**EXERCISE**
Transcribe, character for character, the material below from its first line through the line containing "88), (113, 88)]", including both.

########################################

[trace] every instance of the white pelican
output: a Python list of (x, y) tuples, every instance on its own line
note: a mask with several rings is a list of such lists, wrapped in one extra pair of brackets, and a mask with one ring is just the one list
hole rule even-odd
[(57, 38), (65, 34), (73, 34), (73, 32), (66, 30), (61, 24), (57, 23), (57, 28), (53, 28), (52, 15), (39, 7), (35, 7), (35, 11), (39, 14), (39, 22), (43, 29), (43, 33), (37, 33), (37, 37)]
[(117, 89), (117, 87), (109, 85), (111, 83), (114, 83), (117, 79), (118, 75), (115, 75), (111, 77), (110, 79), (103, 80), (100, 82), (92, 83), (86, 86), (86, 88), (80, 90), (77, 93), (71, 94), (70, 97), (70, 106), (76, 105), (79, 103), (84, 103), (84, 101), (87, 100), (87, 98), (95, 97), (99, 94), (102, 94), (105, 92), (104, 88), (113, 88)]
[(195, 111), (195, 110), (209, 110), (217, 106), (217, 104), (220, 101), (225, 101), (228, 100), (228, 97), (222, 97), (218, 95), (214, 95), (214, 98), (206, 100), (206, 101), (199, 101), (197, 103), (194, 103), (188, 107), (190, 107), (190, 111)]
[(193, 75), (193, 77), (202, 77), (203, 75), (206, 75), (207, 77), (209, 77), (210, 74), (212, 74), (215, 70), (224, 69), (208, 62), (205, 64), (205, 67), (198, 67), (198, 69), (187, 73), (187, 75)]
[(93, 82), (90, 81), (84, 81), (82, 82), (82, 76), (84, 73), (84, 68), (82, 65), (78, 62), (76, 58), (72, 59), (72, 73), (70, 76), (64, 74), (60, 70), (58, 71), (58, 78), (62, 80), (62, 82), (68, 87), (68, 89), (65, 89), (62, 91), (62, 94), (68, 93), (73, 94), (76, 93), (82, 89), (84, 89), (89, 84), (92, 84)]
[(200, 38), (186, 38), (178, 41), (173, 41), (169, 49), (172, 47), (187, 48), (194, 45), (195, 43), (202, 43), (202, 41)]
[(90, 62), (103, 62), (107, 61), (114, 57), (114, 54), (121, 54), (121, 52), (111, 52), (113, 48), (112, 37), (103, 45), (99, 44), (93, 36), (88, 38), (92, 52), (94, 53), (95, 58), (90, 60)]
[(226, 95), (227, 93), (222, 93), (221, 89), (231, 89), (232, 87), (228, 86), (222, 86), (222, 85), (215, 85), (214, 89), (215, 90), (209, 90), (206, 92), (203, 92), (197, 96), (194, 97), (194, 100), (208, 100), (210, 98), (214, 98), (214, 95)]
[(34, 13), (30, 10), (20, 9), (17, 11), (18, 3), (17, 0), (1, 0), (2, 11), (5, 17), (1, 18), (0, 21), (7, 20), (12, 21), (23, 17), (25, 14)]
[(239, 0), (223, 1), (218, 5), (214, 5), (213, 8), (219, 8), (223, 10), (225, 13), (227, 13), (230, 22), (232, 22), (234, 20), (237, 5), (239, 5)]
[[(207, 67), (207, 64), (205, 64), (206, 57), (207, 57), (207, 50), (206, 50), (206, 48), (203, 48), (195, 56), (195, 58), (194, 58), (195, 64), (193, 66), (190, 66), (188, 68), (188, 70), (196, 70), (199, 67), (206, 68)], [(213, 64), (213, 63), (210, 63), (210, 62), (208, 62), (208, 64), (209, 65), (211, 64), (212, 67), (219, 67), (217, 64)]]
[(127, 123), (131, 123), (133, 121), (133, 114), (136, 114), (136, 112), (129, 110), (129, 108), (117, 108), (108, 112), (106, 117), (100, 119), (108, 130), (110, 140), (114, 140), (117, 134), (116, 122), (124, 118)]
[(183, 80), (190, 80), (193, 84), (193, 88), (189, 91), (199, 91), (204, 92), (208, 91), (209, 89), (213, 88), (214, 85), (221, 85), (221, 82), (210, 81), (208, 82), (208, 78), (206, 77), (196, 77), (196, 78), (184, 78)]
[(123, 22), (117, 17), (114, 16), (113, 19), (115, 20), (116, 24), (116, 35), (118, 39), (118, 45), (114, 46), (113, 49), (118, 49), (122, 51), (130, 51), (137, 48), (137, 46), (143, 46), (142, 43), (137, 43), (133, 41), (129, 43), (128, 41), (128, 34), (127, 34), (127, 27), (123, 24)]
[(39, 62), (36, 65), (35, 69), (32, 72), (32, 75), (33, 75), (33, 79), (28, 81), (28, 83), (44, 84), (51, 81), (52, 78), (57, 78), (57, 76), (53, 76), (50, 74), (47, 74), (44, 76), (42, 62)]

########################################

**ANSWER BELOW**
[trace] every instance of the white pelican
output: a Python list of (x, y) tuples, every instance on its own line
note: a mask with several rings is a list of such lists, wrapped in one extra pair of brackets, and a mask with one ring is just the one list
hole rule even-odd
[(57, 38), (65, 34), (73, 34), (73, 32), (66, 30), (61, 24), (57, 23), (57, 28), (53, 28), (52, 15), (39, 7), (35, 7), (35, 11), (39, 14), (39, 22), (43, 29), (43, 33), (37, 33), (37, 37)]
[(117, 89), (117, 87), (109, 85), (111, 83), (114, 83), (117, 79), (118, 75), (115, 75), (111, 77), (110, 79), (103, 80), (100, 82), (92, 83), (86, 86), (86, 88), (80, 90), (77, 93), (71, 94), (70, 97), (70, 106), (76, 105), (79, 103), (84, 103), (84, 101), (87, 100), (87, 98), (95, 97), (99, 94), (102, 94), (105, 92), (104, 88), (113, 88)]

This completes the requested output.